Consigne: Poursuivez, s'il vous plaît, le passage ci-dessous sur la maladie de la vache folle en reprenant après sa dernière phrase.

Extrait choisi:
------------------------------------

Comment pouvons-nous, à terme, protéger la santé de l'homme ? En premier lieu, c'est en essayant d'éradiquer la maladie animale. C'est dans ce sens que le comité a essayé de conseiller la Commission en lui indiquant des mesures à prendre pour protéger la santé animale sachant que ces mesures ne se traduiraient en termes de réduction de risques chez l'homme qu'à terme. En deuxième lieu, pour protéger la santé de l'homme, il convenait de mettre en place des procédures permettant de s'assurer qu'aucun animal malade n'entrait dans la chaîne alimentaire humaine. Dans la mesure où il n'était pas possible de garantir à 100 % que ces mesures seraient efficaces, il s'est avéré nécessaire également de garantir que les tissus et organes les plus susceptibles de renfermer des quantités importantes de prions dangereux soient éliminés de la consommation humaine. Nous avons donc adopté une approche de bon sens basée sur les connaissances scientifiques du moment.

Progressivement, le comité directeur a construit un système d'évaluation des risques. Le système que nous avons conçu a identifié les facteurs de risques vis-à-vis de la santé animale, à savoir l'importation de farines animales mais également d'animaux vivants en provenance de Grande-Bretagne. Pour d'autres pays, il pouvait s'agir de l'importation d'animaux ou de farines en provenance de pays dans lesquels cette maladie de «la vache folle» existait. Ces deux facteurs constituaient les deux voies d'introduction de la maladie dans un État. Ensuite, nous avons analysé le phénomène de reproduction extrêmement rapide de l'agent prion pathologique au sein de l'espèce bovine. Ainsi, nous avons identifié un certain nombre de facteurs qu'il était essentiel de contrôler si nous voulions réduire le risque de transmission de la maladie et avoir une chance de l'éradiquer.

------------------------------------

Données fournies:
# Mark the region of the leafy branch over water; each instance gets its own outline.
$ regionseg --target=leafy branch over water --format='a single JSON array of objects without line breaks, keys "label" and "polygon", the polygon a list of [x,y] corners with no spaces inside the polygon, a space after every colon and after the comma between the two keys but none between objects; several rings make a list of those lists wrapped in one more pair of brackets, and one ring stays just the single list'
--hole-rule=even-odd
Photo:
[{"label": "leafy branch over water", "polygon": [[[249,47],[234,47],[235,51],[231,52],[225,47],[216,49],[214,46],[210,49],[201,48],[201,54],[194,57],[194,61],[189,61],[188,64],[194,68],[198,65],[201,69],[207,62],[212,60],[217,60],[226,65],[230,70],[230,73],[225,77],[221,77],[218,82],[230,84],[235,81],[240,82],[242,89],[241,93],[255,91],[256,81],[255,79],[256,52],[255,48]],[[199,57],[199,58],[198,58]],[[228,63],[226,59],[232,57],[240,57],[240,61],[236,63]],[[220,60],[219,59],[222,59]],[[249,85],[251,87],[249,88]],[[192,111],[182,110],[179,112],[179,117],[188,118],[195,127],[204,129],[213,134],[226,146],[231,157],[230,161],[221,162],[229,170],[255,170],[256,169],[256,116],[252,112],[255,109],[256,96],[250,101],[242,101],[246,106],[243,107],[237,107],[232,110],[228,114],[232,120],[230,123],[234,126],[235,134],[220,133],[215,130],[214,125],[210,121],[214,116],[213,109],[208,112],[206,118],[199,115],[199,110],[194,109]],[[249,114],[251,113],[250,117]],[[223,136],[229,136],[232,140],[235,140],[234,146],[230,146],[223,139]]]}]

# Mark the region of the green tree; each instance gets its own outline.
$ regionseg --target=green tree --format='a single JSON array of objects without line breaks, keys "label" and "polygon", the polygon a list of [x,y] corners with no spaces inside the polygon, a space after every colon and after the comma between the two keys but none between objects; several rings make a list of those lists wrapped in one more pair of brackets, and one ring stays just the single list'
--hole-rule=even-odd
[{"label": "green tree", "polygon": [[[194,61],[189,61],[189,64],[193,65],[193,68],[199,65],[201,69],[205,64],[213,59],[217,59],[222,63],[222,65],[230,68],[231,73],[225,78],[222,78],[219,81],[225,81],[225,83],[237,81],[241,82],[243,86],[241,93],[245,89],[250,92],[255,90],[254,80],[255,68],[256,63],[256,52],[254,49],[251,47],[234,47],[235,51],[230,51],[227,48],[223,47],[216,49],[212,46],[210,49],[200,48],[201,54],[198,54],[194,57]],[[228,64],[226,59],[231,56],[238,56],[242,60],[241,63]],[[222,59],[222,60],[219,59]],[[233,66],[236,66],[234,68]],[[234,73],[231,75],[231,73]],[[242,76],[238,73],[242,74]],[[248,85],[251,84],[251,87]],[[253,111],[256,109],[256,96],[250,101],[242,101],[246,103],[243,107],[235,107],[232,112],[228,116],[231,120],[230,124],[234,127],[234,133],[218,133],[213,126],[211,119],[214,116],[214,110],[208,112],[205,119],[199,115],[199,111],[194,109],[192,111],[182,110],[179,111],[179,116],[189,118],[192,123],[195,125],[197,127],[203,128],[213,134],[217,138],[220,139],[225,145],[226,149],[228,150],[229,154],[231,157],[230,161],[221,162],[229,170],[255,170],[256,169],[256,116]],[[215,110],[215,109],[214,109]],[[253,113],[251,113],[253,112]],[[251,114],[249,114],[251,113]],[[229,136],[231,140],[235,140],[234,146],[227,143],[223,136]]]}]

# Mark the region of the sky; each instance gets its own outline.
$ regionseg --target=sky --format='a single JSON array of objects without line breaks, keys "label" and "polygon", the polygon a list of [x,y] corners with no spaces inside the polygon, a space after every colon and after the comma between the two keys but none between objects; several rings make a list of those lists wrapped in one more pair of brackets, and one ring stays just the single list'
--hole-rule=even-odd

------------------------------------

Réponse ci-dessous:
Le premier de ces facteurs est la surveillance épidémiologique et la qualité de la surveillance. Ces mesures ont pour but d'identifier les animaux malades et soit d'abattre l'ensemble du troupeau auquel appartient cet animal, soit d'abattre de façon plus ciblée les populations d'animaux à risque. Nous nous sommes également engagés à éliminer les matériaux à risque spécifié de la fabrication de farines de viande et d'os. Il s'agit, en l'occurrence, des tissus et des organes les plus susceptibles de renfermer des quantités importantes de prions, à savoir le système nerveux central, le cerveau, la moelle épinière, les yeux, un certain nombre de ganglions et une partie de l'intestin. Le premier travail du comité directeur a été d'établir une liste de ces matériaux. Dès la fin 1997 nous avions évoqué la possibilité de moduler cette liste en fonction du niveau de risque encouru dans les différents États de l'Union européenne. Ensuite, nous avons élargi notre réflexion au monde entier.

Le deuxième facteur portait sur la structure de la population bovine puisque nous savions que les animaux les plus susceptibles de consommer des farines de viande et d'os étaient les vaches laitières. En effet, une production importante de lait nécessite d'apporter aux vaches des protéines supplémentaires en quantité suffisante. C'est pour cette raison que le risque est plus grand pour les vaches laitières que pour les animaux élevés pour la production de viande.

Le troisième facteur portait sur la méthode de préparation des farines de viande et d'os, c'est-à-dire sur leurs conditions de température, de pression et de durée de traitement. Il nous incombait également de contrôler l'interdiction de l'utilisation de farines de viande et d'os dans l'alimentation des bovins.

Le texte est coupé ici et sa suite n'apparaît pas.